In hollow-core fiber (HCF) light is confined in an air/vacuum core rather than in solid silica. Anti-resonant hollow-core fiber (AR-HCF) is a type of HCF with a simple cladding design and spectrally limited transmission windows of low-loss [18,19]. In AR-HCF, the thin core wall can be considered a Fabry-Perot resonator at grazing incidence and the spectral dependence of light guidance is broadly explained by an ARROW model [20]. Because of the greatly reduced overlap between the guided light and the solid material in the cladding, AR-HCFs exhibit much lower material absorption, optical nonlinearity, and a higher optical damage threshold than solid-core fibers [18].

Low attenuation in silica AR-HCFs was first demonstrated in the spectral range of 3 - 4 μm where bulk silica has absorption rising from around 50 dB/m to nearly 1000 dB/m [21]. A few tens of dB/km or lower attenuation has now been reported from visible to beyond 3 μm wavelengths [18,19,22,23]. However, demonstrating low attenuation at even shorter wavelengths has been proven harder. ‘Kagome’ fiber was tested for UV laser transmission at 355 nm in 2009 [24]. 2 dB/m attenuation was measured at 355 nm and a rich content of higher-order modes were observed at the fiber output [24]. In 2014 Hartung and colleagues designed an AR-HCF for UV and demonstrated single-mode guidance in three transmission bands that partly covered from UVA to UVC, with minimum attenuation rising from about 1 dB/m to over 10 dB/m [25]. Similar loss performance was also reported in [26]. In 2015, another design of AR-HCF improved the performance to 3 dB/m average attenuation over the wavelength range from 216 nm to 310 nm [27]. Meanwhile, over 100 hours UV laser transmission in a ‘Kagome’ type AR-HCF at 280 nm demonstrated solarization-free transmission in HCF with 15 mW CW input power [28]. However, the simulations presented suggested that the transmission bands of this ‘Kagome’ fiber in the UV were limited to a few nm bandwidth. Fiber attenuation of 0.8 dB/m at 280 nm was measured by cutbacks of a few meters.

SET EXERCISE 1 | Render every line of the point-labeling records as a numbered list, omitting blank lines and leaving out the pictures.
The text on hollow-core fiber and the records that follow it are unrelated.

THE INPUT |

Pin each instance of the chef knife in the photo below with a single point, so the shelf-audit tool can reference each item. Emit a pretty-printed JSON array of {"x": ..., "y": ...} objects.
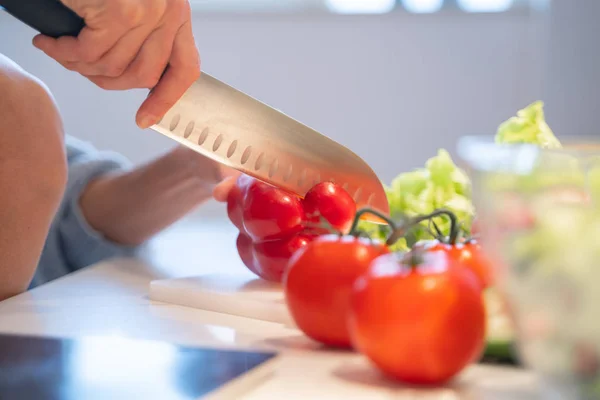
[{"x": 236, "y": 130}]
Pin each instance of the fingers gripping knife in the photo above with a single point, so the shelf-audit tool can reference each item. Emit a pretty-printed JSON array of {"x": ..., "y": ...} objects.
[{"x": 235, "y": 129}]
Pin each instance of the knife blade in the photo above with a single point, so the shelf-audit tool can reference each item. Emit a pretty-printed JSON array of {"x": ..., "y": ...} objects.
[
  {"x": 237, "y": 130},
  {"x": 243, "y": 133}
]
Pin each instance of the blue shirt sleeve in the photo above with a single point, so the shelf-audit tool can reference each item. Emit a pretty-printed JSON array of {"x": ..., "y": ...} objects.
[{"x": 72, "y": 243}]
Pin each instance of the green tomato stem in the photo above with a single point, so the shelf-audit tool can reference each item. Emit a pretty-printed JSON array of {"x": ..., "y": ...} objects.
[{"x": 365, "y": 211}]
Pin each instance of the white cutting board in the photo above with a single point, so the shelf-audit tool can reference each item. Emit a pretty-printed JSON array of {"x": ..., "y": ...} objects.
[{"x": 240, "y": 294}]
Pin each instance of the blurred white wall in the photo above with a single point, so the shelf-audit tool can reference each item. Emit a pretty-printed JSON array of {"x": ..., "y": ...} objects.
[{"x": 393, "y": 88}]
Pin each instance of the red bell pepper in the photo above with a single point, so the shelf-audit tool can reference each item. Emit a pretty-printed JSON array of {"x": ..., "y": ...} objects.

SET EXERCISE 2 | Decide whether each statement agrees with the text on hollow-core fiber, answering yes or no and quoting the deciding words: (a) 'Kagome' fiber was tested for UV laser transmission at 355 nm in 2009. (b) A 2015 AR-HCF design reached 1 dB/m average attenuation from 216 nm to 310 nm. (c) AR-HCFs have higher optical nonlinearity than solid-core fibers.

FINAL ANSWER 1 |
1. Pin each instance of the chef knife in the photo below with a single point, so the shelf-audit tool can reference each item. Emit a pretty-printed JSON array of {"x": ..., "y": ...} objects.
2. [{"x": 236, "y": 130}]
3. Pin each instance of the fingers gripping knife in the photo above with a single point, so the shelf-audit tool can reference each item. Emit a pretty-printed JSON array of {"x": ..., "y": ...} objects.
4. [{"x": 235, "y": 129}]
5. Pin each instance of the knife blade in the photo above with a single point, so the shelf-audit tool can reference each item. Emit a pretty-printed JSON array of {"x": ..., "y": ...} objects.
6. [
7.   {"x": 237, "y": 130},
8.   {"x": 243, "y": 133}
9. ]
10. Pin each instance of the blue shirt sleeve in the photo above with a single point, so the shelf-audit tool can reference each item. Emit a pretty-printed JSON array of {"x": ..., "y": ...} objects.
11. [{"x": 72, "y": 243}]
12. Pin each instance of the green tomato stem in the photo above with a single point, so the shelf-audit tool can reference each item. Emit a pretty-printed JSON array of {"x": ..., "y": ...} objects.
13. [{"x": 365, "y": 211}]
14. Pin each instance of the white cutting board in the photo above with a single point, so the shelf-audit tool can reference each item. Emit a pretty-printed JSON array of {"x": ..., "y": ...} objects.
15. [{"x": 240, "y": 294}]
16. Pin each instance of the blurred white wall in the photo above with a single point, so the shelf-audit tool can reference each item. Emit a pretty-printed JSON array of {"x": ..., "y": ...} objects.
17. [{"x": 393, "y": 88}]
18. Pin each instance of the red bell pepper in the photo above with a single point, so the shelf-audit tool can reference each item. Emit a pretty-printed JSON array of {"x": ..., "y": ...} objects.

FINAL ANSWER 2 |
(a) Yes: "‘Kagome’ fiber was tested for UV laser transmission at 355 nm in 2009"
(b) No: "3 dB/m average attenuation over the wavelength range from 216 nm to 310 nm"
(c) No: "AR-HCFs exhibit much lower material absorption, optical nonlinearity, and a higher optical damage threshold than solid-core fibers"